◆ **Aim**
Every record below should be transcribed exactly. Omit the images.

Pointing dataset excerpts:
------
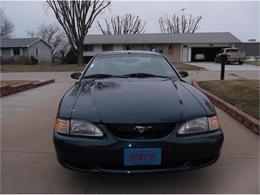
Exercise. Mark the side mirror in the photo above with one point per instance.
(183, 74)
(75, 75)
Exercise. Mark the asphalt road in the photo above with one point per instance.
(29, 165)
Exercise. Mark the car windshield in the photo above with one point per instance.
(130, 65)
(232, 50)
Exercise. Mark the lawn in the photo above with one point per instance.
(13, 82)
(41, 68)
(67, 68)
(244, 94)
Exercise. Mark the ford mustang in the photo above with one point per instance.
(132, 112)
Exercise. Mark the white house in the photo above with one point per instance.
(24, 49)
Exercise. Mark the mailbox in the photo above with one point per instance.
(223, 61)
(223, 58)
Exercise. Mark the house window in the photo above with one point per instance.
(88, 48)
(16, 51)
(107, 47)
(36, 51)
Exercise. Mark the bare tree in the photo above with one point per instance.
(76, 17)
(6, 26)
(54, 36)
(126, 24)
(179, 23)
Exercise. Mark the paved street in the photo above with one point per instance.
(216, 66)
(29, 165)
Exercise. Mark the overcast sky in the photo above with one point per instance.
(240, 18)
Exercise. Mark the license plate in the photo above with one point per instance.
(142, 156)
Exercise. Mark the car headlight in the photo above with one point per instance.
(84, 128)
(199, 125)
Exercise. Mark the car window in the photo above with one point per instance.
(130, 63)
(231, 50)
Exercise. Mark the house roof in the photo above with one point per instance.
(161, 38)
(19, 42)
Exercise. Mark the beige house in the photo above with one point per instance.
(23, 49)
(184, 47)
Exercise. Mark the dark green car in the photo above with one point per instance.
(131, 112)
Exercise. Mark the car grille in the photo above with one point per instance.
(134, 131)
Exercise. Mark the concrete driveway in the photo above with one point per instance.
(216, 67)
(29, 165)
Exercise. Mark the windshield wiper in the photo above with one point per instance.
(102, 76)
(144, 75)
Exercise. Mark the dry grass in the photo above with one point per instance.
(13, 82)
(41, 68)
(244, 94)
(187, 67)
(257, 63)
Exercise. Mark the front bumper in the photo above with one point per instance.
(179, 153)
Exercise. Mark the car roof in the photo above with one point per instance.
(128, 52)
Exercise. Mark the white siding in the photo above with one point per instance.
(44, 52)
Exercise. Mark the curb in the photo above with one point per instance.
(11, 89)
(242, 117)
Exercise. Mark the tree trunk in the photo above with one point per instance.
(80, 56)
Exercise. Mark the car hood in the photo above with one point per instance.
(149, 100)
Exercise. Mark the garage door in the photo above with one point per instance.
(204, 53)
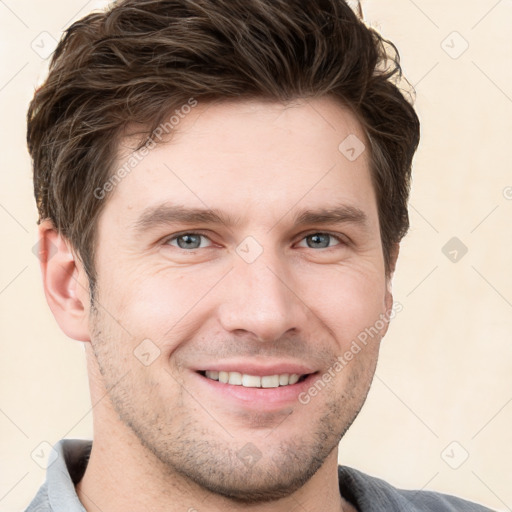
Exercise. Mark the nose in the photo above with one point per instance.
(260, 300)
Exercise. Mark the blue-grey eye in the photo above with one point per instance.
(319, 240)
(188, 241)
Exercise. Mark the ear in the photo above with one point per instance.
(65, 283)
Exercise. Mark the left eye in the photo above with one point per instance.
(188, 241)
(320, 240)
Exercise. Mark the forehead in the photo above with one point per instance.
(249, 158)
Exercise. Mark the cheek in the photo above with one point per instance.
(348, 303)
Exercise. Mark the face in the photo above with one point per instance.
(245, 250)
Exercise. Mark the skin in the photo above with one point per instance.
(165, 438)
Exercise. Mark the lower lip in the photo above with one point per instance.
(260, 398)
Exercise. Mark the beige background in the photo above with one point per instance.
(445, 369)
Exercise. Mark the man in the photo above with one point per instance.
(222, 189)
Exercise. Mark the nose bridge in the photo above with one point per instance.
(258, 297)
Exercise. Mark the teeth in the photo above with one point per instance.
(270, 381)
(253, 381)
(235, 378)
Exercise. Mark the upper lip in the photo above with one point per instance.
(258, 369)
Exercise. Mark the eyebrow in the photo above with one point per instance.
(165, 214)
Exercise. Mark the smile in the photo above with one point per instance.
(254, 381)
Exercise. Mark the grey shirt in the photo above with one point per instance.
(366, 493)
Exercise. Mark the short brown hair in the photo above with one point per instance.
(140, 59)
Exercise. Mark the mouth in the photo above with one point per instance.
(254, 381)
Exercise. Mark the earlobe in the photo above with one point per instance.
(64, 281)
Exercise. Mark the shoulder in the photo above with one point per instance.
(373, 494)
(40, 503)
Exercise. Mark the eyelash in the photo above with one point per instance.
(338, 238)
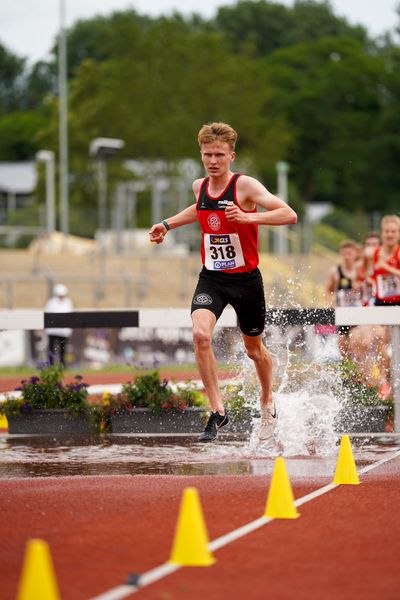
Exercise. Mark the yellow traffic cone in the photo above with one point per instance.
(280, 501)
(190, 546)
(346, 471)
(38, 579)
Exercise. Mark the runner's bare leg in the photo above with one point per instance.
(203, 326)
(263, 363)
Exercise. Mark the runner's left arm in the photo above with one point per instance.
(251, 192)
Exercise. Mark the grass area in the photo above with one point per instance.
(25, 370)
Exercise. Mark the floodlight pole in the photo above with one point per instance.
(63, 122)
(47, 156)
(102, 193)
(281, 241)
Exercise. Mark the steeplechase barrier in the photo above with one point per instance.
(22, 319)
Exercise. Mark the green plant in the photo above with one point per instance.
(355, 389)
(234, 400)
(149, 391)
(48, 391)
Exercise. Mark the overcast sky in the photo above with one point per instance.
(28, 27)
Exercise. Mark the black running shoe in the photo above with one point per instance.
(215, 422)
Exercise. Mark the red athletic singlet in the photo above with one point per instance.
(387, 284)
(225, 246)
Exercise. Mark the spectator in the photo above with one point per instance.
(342, 289)
(368, 346)
(386, 263)
(58, 303)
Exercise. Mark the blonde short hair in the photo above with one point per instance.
(390, 219)
(217, 131)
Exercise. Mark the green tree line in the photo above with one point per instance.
(299, 84)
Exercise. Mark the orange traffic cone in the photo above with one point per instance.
(190, 546)
(280, 501)
(346, 472)
(38, 580)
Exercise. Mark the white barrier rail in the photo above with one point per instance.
(176, 318)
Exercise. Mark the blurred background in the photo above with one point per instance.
(98, 140)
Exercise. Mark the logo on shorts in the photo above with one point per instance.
(214, 221)
(202, 299)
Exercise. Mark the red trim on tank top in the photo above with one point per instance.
(222, 193)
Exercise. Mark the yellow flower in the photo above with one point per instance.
(106, 398)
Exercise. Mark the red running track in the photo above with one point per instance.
(345, 545)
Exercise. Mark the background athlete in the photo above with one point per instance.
(226, 208)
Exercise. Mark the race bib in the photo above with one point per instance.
(348, 298)
(387, 286)
(222, 251)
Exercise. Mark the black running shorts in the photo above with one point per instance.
(243, 291)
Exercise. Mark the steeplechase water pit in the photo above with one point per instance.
(307, 409)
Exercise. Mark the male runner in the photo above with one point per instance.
(226, 209)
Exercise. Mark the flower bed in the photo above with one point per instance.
(146, 404)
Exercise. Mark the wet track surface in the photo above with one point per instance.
(79, 455)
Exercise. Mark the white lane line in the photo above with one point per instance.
(123, 591)
(379, 462)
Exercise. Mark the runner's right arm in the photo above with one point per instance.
(186, 216)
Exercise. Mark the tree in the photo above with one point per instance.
(11, 71)
(329, 90)
(265, 26)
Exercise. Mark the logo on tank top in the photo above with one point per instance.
(214, 222)
(202, 299)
------
◆ **Correct answer**
Exercise. Mark the side mirror in the photo above with one point per instance.
(183, 74)
(75, 75)
Exercise. Mark the asphalt road in the photo above with one point per instance.
(29, 165)
Exercise. Mark the car windshield in the photo above with one point per instance.
(130, 65)
(232, 50)
Exercise. Mark the lawn in the photo above with one point per instance.
(13, 82)
(41, 68)
(67, 68)
(244, 94)
Exercise. Mark the ford mustang in the photo above with one point per instance.
(132, 112)
Exercise. Mark the white house in the photo above with one point per instance.
(24, 49)
Exercise. Mark the mailbox in the photo above with one point per instance.
(223, 61)
(223, 58)
Exercise. Mark the house window in the photo above with one point per instance.
(88, 48)
(16, 51)
(107, 47)
(36, 51)
Exercise. Mark the bare tree in the photo above with one point per instance.
(76, 17)
(6, 26)
(54, 36)
(126, 24)
(179, 23)
Exercise. Mark the paved street in the photo above with one point per instance.
(216, 66)
(29, 165)
Exercise. Mark the overcast sky in the photo above with one point per instance.
(240, 18)
Exercise. Mark the license plate in the photo above with one point per instance.
(142, 156)
Exercise. Mark the car headlight in the photo above with one point per instance.
(84, 128)
(199, 125)
Exercise. Mark the car window in the photo above with one point per instance.
(130, 63)
(231, 50)
Exercise. Mark the house roof in the photo above with one point per instance.
(161, 38)
(19, 42)
Exercise. Mark the beige house in the photo above with one point per instance.
(23, 49)
(184, 47)
Exercise. Mark the dark green car in the photo above with one point per instance.
(131, 112)
Exercise. Mark the car grille in the photo above with one point per instance.
(134, 131)
Exercise. Mark the concrete driveway in the photo above with one point per instance.
(216, 67)
(29, 165)
Exercise. Mark the windshield wiper in the photo above with one point per instance.
(102, 76)
(144, 75)
Exercise. Mark the dry grass in the photo above with one point per instance.
(13, 82)
(41, 68)
(244, 94)
(187, 67)
(257, 63)
Exercise. Mark the front bumper in the photo above with one point per instance.
(179, 153)
Exercise. Mark the car roof in the photo above with one point per instance.
(128, 52)
Exercise. Mark the white siding in the photo above with one point per instance.
(44, 52)
Exercise. Mark the curb in the photo above with one point per instance.
(11, 89)
(242, 117)
Exercise. Mark the tree trunk in the photo above with one point per instance.
(80, 56)
Exercise. Mark the car hood in the photo above with one point per instance.
(149, 100)
Exercise. Mark the garage door in the photo above with one point per instance.
(204, 53)
Exercise. Mark the nose in the photo above with one point per instance.
(260, 300)
Exercise. Mark the blue-grey eye in the photo above with one point per instance.
(319, 240)
(188, 241)
Exercise. Mark the ear in the photo above with one point per instance.
(65, 283)
Exercise. Mark the left eye in the photo above with one point per instance.
(188, 241)
(320, 240)
Exercise. Mark the forehead in the photo above with one point per instance.
(249, 158)
Exercise. Mark the cheek in the photo above with one point per instance.
(348, 303)
Exercise. Mark the face in the photo above with one point per instance.
(245, 250)
Exercise. Mark the skin in the photo above with one point per instance.
(165, 438)
Exercise. Mark the lower lip in the photo above with one point per instance.
(260, 398)
Exercise. Mark the beige background in the photo above with one point per instance.
(445, 369)
Exercise. Mark the man in the photo above with one point per instance.
(222, 189)
Exercise. Mark the nose bridge in the photo above with one point per instance.
(258, 297)
Exercise. Mark the teeth in the photo above with one point per instance.
(270, 381)
(253, 381)
(235, 378)
Exercise. Mark the upper lip in the photo above with one point per instance.
(258, 369)
Exercise. Mark the eyebrow in the photo above with one point per instance.
(165, 214)
Exercise. Mark the smile in the photo above with one point per instance.
(254, 381)
Exercise. Mark the grey shirt in the photo above with one point per instance.
(366, 493)
Exercise. Mark the short brown hair in the photo above with one point per instance.
(140, 59)
Exercise. Mark the mouth in the photo above with one point per instance.
(254, 381)
Exercise. Mark the earlobe in the photo above with one point per instance.
(64, 281)
Exercise. Mark the shoulder in the photo above with one point per instance.
(373, 494)
(40, 503)
Exercise. Mark the eyelash in the photo above with one point per instance.
(338, 238)
Exercise. Mark the yellow traffic cone in the photo above with one point per instance.
(280, 501)
(190, 546)
(346, 471)
(38, 579)
Exercise. Mark the runner's bare leg in the photo above with one point per instance.
(203, 326)
(263, 363)
Exercise. Mark the runner's left arm in the photo above with one point per instance.
(251, 192)
Exercise. Mark the grass area in the photo above with one point per instance.
(25, 370)
Exercise. Mark the floodlight pole in the photo above with one point per instance.
(63, 122)
(47, 156)
(102, 193)
(281, 241)
Exercise. Mark the steeplechase barrier in the photo above with one point per instance.
(22, 319)
Exercise. Mark the green plant in the photo above with one point per instance.
(355, 389)
(234, 400)
(149, 391)
(48, 391)
Exercise. Mark the overcast sky in the photo above with one point per instance.
(28, 27)
Exercise. Mark the black running shoe in the photo above with one point per instance.
(215, 422)
Exercise. Mark the red athletic singlet in the photo above with one point per instance.
(387, 284)
(225, 246)
Exercise. Mark the spectator in the photo above with one point per instance.
(342, 289)
(368, 346)
(386, 263)
(58, 303)
Exercise. Mark the blonde short hair in the photo above with one point per instance.
(390, 219)
(217, 131)
Exercise. Mark the green tree line in the photo above with one point per instance.
(299, 84)
Exercise. Mark the orange traffic cone in the photo above with one point per instance.
(190, 546)
(280, 501)
(346, 472)
(38, 580)
Exercise. Mark the white barrier rail in the photo above with one point per instance.
(176, 318)
Exercise. Mark the blurred background in the photo above with one point per instance.
(98, 140)
Exercise. Mark the logo on shorts in the photo above with one point per instance.
(214, 221)
(202, 299)
Exercise. Mark the red trim on tank top in the photo above with one point per instance.
(222, 193)
Exercise. Mark the yellow flower in the photo above with one point per instance.
(106, 398)
Exercise. Mark the red running track in the photo above with one point per instance.
(345, 545)
Exercise. Mark the background athlete in the photo above with one point per instance.
(226, 208)
Exercise. Mark the race bib in the photo above with one point per instance.
(348, 298)
(387, 286)
(222, 251)
Exercise. Mark the black running shorts in the photo above with one point per instance.
(243, 291)
Exercise. Mark the steeplechase water pit in the photo above with one point per instance.
(307, 409)
Exercise. Mark the male runner in the photo above with one point per instance.
(226, 209)
Exercise. Mark the flower bed in the photo above with one point per instance.
(146, 404)
Exercise. Mark the wet track surface in the photo above with one point per instance.
(79, 455)
Exercise. Mark the white lane line in the photo above with one point per instance.
(123, 591)
(379, 462)
Exercise. Mark the runner's right arm in the photo above with one point per instance.
(186, 216)
Exercise. Mark the tree in the photo above with one point per instance.
(11, 71)
(329, 90)
(265, 26)
Exercise. Mark the logo on tank top in the photo above with one point per instance.
(214, 222)
(202, 299)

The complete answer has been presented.